• _REQUEST_:
Tally the lines in the listing below that contain the string "forest", and give only that number.

Object location annotation data
-*-

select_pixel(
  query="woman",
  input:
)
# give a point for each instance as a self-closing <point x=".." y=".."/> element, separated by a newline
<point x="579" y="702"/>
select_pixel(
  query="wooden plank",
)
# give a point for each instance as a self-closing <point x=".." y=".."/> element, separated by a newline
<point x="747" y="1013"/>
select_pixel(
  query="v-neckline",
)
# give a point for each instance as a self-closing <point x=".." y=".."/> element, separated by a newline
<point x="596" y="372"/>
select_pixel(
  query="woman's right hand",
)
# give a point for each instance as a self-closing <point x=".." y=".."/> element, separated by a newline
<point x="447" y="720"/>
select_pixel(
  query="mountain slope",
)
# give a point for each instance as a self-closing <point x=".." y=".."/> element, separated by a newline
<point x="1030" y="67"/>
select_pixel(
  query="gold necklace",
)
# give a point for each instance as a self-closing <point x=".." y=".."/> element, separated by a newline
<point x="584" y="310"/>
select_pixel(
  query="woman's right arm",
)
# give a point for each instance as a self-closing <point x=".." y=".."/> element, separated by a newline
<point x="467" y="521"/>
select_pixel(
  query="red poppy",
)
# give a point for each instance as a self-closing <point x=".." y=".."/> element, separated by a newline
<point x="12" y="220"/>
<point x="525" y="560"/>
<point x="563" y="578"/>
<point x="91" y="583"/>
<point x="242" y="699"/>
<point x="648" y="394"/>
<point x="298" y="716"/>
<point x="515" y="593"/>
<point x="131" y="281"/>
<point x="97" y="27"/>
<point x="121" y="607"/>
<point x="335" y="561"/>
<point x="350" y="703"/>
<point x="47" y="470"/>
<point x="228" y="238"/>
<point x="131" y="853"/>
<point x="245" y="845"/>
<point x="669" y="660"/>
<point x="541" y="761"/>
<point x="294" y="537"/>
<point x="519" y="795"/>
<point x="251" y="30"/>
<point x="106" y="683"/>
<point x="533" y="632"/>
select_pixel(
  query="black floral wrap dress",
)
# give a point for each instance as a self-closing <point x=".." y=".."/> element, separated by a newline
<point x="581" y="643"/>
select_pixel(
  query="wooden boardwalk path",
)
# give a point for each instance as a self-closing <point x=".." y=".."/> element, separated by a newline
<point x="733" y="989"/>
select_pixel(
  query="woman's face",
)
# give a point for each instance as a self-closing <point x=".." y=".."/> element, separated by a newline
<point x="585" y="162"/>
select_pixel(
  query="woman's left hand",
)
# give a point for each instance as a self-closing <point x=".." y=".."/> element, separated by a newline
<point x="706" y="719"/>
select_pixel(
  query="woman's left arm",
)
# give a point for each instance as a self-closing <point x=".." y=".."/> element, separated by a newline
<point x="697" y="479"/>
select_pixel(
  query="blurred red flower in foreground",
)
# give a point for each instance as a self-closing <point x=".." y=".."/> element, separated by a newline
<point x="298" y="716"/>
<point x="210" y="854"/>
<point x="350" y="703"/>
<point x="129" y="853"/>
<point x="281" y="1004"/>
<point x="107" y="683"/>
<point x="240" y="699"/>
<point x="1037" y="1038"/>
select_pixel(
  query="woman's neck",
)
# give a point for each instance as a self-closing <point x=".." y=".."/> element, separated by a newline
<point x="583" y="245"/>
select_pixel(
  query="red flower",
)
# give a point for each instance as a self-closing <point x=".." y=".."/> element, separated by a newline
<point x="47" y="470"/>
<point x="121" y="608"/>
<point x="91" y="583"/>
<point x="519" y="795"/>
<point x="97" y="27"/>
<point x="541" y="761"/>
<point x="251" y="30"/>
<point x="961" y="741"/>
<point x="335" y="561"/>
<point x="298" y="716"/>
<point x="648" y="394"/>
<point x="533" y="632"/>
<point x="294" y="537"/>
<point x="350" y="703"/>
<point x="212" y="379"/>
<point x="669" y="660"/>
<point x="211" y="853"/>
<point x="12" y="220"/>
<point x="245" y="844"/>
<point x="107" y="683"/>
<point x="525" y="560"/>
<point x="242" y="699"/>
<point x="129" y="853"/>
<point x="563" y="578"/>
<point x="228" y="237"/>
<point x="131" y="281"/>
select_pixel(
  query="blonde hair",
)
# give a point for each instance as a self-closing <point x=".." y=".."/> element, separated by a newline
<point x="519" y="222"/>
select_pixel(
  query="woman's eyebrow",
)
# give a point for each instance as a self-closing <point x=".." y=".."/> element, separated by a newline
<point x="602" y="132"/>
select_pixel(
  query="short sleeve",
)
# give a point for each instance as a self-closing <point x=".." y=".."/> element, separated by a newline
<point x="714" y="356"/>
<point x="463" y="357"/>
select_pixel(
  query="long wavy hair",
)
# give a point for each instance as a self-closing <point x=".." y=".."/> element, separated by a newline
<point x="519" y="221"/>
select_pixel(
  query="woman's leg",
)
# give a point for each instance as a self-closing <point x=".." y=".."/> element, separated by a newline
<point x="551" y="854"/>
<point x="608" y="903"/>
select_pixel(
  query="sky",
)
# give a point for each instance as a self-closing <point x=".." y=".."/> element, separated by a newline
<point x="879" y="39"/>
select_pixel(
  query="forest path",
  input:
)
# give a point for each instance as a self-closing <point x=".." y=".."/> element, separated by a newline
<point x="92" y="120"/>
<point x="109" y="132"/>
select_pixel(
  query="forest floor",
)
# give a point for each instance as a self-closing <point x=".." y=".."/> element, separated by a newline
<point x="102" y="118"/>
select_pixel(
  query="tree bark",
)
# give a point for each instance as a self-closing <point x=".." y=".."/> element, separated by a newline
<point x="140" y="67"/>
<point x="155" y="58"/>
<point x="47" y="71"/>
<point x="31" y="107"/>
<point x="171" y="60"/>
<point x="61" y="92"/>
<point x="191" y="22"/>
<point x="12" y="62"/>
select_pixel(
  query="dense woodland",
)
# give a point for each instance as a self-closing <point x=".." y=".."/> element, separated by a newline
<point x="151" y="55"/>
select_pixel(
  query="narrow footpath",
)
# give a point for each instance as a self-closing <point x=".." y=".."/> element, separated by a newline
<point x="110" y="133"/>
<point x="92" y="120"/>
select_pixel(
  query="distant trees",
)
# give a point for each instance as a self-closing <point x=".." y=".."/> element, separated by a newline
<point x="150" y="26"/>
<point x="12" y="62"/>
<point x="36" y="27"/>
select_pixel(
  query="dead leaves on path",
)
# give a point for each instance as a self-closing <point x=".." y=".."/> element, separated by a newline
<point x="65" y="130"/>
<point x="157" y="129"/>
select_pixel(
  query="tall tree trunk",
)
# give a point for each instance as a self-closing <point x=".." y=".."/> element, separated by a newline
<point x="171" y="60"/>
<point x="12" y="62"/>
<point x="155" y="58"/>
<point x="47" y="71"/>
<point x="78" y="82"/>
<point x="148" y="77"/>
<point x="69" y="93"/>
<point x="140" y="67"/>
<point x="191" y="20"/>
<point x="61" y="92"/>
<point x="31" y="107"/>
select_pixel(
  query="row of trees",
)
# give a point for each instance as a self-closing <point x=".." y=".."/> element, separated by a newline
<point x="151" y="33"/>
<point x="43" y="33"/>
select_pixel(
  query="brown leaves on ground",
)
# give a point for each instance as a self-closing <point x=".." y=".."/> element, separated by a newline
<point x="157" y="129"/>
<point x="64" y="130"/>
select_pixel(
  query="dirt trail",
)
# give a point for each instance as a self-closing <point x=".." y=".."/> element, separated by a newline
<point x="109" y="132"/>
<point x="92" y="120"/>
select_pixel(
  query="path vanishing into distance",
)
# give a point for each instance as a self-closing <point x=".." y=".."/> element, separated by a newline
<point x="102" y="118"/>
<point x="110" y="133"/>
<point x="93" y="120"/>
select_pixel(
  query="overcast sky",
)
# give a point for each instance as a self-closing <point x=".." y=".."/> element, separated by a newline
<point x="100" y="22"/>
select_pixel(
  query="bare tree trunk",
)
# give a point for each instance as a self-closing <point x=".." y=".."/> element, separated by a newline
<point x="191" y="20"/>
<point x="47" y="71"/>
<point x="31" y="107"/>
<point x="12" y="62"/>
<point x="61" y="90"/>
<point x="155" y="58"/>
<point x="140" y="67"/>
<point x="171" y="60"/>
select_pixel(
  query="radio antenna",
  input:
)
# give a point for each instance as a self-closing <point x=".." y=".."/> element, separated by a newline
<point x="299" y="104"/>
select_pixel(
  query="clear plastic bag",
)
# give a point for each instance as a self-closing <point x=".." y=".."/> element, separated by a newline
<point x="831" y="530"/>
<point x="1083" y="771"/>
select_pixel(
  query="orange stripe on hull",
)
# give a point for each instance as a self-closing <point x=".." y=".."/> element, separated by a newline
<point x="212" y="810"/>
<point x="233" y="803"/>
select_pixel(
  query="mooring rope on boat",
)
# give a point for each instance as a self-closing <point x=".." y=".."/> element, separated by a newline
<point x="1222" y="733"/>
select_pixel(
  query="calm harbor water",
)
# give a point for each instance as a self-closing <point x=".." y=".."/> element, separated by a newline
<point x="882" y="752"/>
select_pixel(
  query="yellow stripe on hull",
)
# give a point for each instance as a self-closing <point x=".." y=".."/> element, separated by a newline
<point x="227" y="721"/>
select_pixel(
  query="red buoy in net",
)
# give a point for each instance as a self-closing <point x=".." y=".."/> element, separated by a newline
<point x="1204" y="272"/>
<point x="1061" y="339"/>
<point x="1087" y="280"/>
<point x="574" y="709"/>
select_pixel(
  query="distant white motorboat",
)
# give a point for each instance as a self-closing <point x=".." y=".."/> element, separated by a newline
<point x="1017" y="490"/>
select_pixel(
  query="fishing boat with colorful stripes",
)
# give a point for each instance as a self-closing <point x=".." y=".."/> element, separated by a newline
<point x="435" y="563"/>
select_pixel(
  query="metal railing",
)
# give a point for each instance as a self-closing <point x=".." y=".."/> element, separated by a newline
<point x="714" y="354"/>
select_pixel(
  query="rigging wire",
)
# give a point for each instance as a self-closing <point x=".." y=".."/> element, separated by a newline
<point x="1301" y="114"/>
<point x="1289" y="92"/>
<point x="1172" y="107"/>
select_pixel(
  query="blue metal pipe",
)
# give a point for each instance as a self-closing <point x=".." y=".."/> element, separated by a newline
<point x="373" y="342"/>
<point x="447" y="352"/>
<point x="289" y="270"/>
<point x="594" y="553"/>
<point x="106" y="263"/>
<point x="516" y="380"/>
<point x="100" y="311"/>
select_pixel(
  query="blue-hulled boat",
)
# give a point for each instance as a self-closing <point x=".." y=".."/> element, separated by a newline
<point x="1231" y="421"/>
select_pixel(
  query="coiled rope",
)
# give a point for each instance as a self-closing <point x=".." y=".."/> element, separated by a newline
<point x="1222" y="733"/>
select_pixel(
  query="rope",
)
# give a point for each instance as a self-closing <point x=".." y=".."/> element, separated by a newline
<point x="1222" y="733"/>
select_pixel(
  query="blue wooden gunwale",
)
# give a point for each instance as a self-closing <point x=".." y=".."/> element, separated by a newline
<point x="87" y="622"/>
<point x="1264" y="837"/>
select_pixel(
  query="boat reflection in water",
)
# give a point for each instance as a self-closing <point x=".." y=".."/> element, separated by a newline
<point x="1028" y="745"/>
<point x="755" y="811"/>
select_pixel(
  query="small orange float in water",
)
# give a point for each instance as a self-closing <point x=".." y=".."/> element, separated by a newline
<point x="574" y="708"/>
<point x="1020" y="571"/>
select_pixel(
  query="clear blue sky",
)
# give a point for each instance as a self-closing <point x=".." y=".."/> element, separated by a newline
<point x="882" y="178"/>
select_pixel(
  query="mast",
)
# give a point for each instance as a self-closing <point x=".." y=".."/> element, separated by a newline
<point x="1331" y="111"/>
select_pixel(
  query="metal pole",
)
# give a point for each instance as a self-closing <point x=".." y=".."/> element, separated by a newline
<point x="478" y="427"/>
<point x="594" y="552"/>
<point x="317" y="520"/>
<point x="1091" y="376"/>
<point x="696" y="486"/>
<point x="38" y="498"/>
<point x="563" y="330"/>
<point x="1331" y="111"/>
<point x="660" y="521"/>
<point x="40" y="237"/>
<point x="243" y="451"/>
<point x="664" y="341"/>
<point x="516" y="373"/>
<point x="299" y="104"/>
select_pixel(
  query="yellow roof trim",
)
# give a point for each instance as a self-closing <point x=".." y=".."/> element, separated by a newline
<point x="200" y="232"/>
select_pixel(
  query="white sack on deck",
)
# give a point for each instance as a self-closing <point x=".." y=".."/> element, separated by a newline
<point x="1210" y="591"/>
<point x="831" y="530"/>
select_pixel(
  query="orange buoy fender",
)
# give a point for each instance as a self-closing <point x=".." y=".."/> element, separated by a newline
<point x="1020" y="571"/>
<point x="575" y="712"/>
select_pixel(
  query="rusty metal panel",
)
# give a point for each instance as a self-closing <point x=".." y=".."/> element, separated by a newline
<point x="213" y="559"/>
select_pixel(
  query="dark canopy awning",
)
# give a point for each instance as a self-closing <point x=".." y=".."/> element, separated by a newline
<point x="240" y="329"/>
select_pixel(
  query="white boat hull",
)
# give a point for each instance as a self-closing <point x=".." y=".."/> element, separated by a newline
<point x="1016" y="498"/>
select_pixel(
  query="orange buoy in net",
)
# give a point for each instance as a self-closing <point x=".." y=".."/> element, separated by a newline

-*-

• _PROBLEM SOLUTION_:
2